== Document section
Chris and Uta Frith have a joint interest in the study of the brain activity during interactions between two people. They postulate that - as described in the Theory of Mind (TOM) - the mental representation of wishes and intentions of others, play a major role in both disorders, namely autism and schizophrenia. Both awardees share a unique capacity to make neuroscience a charismatic and ever inovative field of research and to make it attractive for young investigators. Moreover, they have turned the mental gap between psychology and psychiatry into a highly and happily frequented bridge.

2002 Daniel R. Weinberger

Daniel Weinberger is Professor of Psychiatry and Neurology at the George Washington University, School of Medicine. Since 1986 he heads the Clinical Brain Disorders Branch at the National Institute of Mental Health (NIMH) of the National Institutes of Health, since 1998 in Bethesda. He is one of the leading researchers on prefrontal cortex deficits in schizophrenia and he has managed to create one of the world's most advanced and ingenious teams for the study of neurodevelopmental and cognitive deficits and their background in schizophrenia.Prof. Weinberger and his team have provided exquisite insight into the perceptional and executive context in schizophrenic cognitive deficits. Prof. Daniel Weinberger has shown the outstanding civil courage to stand up against the practice of premature availability of weapons in the hands of children.

2000 Robin M. Murray

Professor Robin Murray received his medical degree from the University of Glasgow, Scotland, and took his Boards in Internal Medicine there in 1972. He then trained at the Maudsley Hospital in London and has remained there ever since, apart from 1 year as MRC Fellow at NIMH. He was Dean of the Institute of Psychiatry from 1982 to 1989 and Professor of Psychological Medicine of King's College School of Medicine from 1989 to 1999. He is now Professor of Psychiatry and Head of the Division of Psychological Medicine at the Institute and Guy's, King's and St Thomas' Medical School. Between 1994 and 1996, Professor Murray held the Presidency of the Association of European Psychiatrists. His special interest is in the understanding and treatment of psychotic illnesses, particularly schizophrenia. As Head of the Psychosis Research Group, the largest of its kind at any centre outside the USA, he chairs a group of more than 100 researchers working in epidemiology, molecular genetics, neuropsychiatry, neuroimaging, neurodevelopment, neuropharmacology and related fields. Professor Murray also runs a clinical team at the National Psychosis Unit, taking referrals from all parts of England of people with resistant psychotic illnesses.
====
[Try it]: Pick up the profiles of award recipients in brain and psychiatric research from their last sentence and continue them. The records have nothing to do with the text above.
== Excerpted records
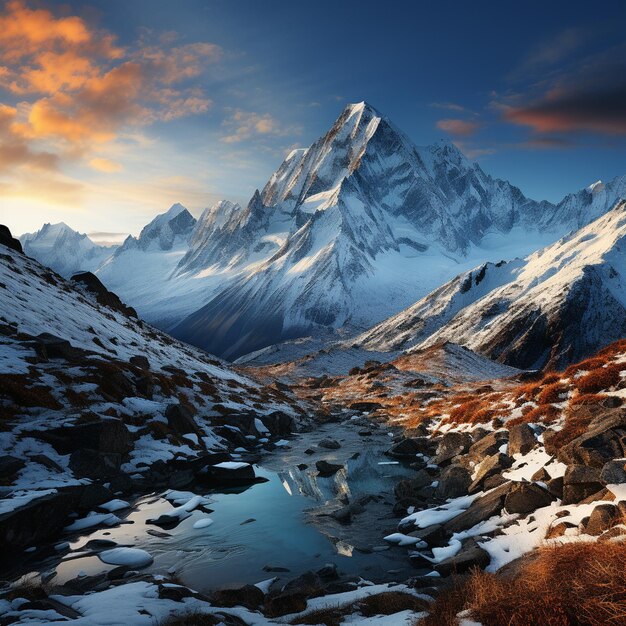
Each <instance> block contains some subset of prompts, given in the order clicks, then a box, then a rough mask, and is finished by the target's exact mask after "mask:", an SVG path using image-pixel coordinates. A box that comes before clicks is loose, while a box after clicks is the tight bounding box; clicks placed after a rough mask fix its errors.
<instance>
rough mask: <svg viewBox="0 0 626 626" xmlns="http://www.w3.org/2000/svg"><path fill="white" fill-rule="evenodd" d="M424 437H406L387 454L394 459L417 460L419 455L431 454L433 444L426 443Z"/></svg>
mask: <svg viewBox="0 0 626 626" xmlns="http://www.w3.org/2000/svg"><path fill="white" fill-rule="evenodd" d="M425 439H426V438H424V437H405V438H403V439H401V440H400V441H399V442H398V443H396V444H394V445H393V446H392V447H391V448H390V449H389V450H387V452H386V454H387V455H389V456H391V457H393V458H394V459H415V457H416V456H417V455H418V454H426V453H430V452H431V448H432V443H431V441H429V442H428V443H425Z"/></svg>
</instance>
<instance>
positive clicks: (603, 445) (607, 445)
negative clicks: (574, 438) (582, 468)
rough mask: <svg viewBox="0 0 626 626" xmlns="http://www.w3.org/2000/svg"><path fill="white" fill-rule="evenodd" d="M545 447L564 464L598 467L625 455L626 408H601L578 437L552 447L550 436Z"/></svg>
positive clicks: (597, 467) (566, 464)
mask: <svg viewBox="0 0 626 626" xmlns="http://www.w3.org/2000/svg"><path fill="white" fill-rule="evenodd" d="M546 451H547V452H548V453H549V454H557V456H558V458H559V460H560V461H562V462H563V463H565V464H566V465H587V466H590V467H597V468H602V467H603V466H604V465H605V464H606V463H607V462H608V461H612V460H613V459H621V458H624V457H625V456H626V409H624V408H617V409H610V410H605V411H604V412H603V413H601V414H600V415H598V416H597V417H595V418H594V419H593V420H592V421H591V423H590V424H589V427H588V428H587V430H586V431H585V433H584V434H582V435H581V436H580V437H577V438H576V439H574V440H573V441H571V442H570V443H568V444H567V445H565V446H563V447H562V448H559V449H556V450H553V449H552V447H551V443H550V438H548V439H547V440H546Z"/></svg>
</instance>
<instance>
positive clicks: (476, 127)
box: [437, 119, 480, 137]
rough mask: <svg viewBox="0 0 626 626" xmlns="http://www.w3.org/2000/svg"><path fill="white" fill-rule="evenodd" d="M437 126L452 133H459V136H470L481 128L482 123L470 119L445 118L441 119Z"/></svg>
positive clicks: (451, 134)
====
[Answer for the task]:
1998 Nancy Andreasen

Prof. Andreasen, who has been at the breaking edge of Psychosis research for years, is regarded as the “grande dame” of American Psychiatry and is publisher or co-publisher of the most important international psychiatric journals, such as the American Journal of Psychiatry. Since 1981, she has been professor and head of the Centre for Psychiatry at the University of Iowa/USA. She is head, among others, of the American Association for the Advancement of Science, Section of Neuroscience and members of the most important psychiatric associations. Prof.Andreasen's main research interests are the neurobiology of psychoses, neuroimaging, cognitive and behavioural neurosciences, phenomenology and classification of schizophrenia, as well as the development of diagnostic instruments and clinincal inventories in schizophrenia research.

1996 Timothy Crow

Prof. Timothy Crow, Department of Psychiatry, University of Oxford, and director of the “Prince of Wales International Centre for Research on Schizophrenia and Depression” is one of the most distinguished researchers in schizophrenia research. His areas of research are linguistic tests about the development of psychoses, molecular genetic, neurochemical and morphological changes during schizophrenia as well as the connection between Psychosis and working memory. He is the protagonist of various theories, such as the Laterality theory of schizophrenia.